Retype the records precisely, starting at the line containing "If you could mark the race number 7" and continuing through the end of the records, with both ends included.

## Start Records for processing

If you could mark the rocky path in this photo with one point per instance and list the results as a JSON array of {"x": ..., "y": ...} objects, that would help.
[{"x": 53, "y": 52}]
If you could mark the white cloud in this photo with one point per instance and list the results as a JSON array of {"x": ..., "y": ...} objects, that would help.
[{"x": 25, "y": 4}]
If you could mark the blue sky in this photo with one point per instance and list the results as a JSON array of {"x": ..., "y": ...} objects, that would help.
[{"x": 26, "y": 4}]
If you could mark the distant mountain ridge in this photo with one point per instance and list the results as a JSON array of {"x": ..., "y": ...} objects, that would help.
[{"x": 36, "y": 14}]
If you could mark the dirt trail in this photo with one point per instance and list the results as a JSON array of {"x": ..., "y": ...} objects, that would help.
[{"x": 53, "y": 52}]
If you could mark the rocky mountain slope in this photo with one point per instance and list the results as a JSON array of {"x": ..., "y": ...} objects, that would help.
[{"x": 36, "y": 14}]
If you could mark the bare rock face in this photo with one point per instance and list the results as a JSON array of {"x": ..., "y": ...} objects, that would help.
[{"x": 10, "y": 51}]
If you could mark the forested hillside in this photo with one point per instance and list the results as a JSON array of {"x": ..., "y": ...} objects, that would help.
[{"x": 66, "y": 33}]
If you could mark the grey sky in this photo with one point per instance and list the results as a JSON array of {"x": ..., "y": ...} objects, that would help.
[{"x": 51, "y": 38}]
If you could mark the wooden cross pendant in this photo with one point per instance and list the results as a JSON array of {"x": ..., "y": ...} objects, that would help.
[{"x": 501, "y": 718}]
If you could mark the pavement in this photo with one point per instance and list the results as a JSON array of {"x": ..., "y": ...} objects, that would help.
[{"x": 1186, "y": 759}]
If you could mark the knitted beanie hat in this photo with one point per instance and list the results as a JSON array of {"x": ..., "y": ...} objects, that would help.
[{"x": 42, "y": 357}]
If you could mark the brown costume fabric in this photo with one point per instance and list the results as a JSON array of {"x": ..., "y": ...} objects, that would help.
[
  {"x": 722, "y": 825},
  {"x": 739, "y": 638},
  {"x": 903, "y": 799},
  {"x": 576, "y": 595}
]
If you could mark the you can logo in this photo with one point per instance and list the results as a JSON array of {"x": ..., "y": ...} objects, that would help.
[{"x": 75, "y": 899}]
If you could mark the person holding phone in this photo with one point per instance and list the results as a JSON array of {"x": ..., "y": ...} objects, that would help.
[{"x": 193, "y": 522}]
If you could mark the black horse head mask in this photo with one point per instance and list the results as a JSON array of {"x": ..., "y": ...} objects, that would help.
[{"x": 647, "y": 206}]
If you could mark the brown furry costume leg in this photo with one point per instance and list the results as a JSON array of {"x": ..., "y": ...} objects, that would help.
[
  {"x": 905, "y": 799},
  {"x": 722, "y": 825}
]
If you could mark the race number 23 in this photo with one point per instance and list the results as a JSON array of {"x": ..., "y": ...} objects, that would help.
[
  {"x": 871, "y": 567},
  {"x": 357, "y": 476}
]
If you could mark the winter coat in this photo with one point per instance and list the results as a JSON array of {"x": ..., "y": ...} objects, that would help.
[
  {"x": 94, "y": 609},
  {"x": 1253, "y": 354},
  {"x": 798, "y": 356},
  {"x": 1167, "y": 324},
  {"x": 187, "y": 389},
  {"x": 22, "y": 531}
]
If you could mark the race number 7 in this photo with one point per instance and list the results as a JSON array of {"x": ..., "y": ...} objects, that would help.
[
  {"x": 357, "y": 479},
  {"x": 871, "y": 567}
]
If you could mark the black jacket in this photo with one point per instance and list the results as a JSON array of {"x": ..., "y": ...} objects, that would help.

## End Records for processing

_Full output_
If you could mark the race number 7 in this photo with one point per instance and list the results as a JSON array of {"x": ..., "y": ...} objects, that would help.
[
  {"x": 357, "y": 479},
  {"x": 871, "y": 567}
]
If you could mark the black jacket in this photo with one point per instance and list the results as a JSON array of {"x": ..., "y": ...} objects, that would help.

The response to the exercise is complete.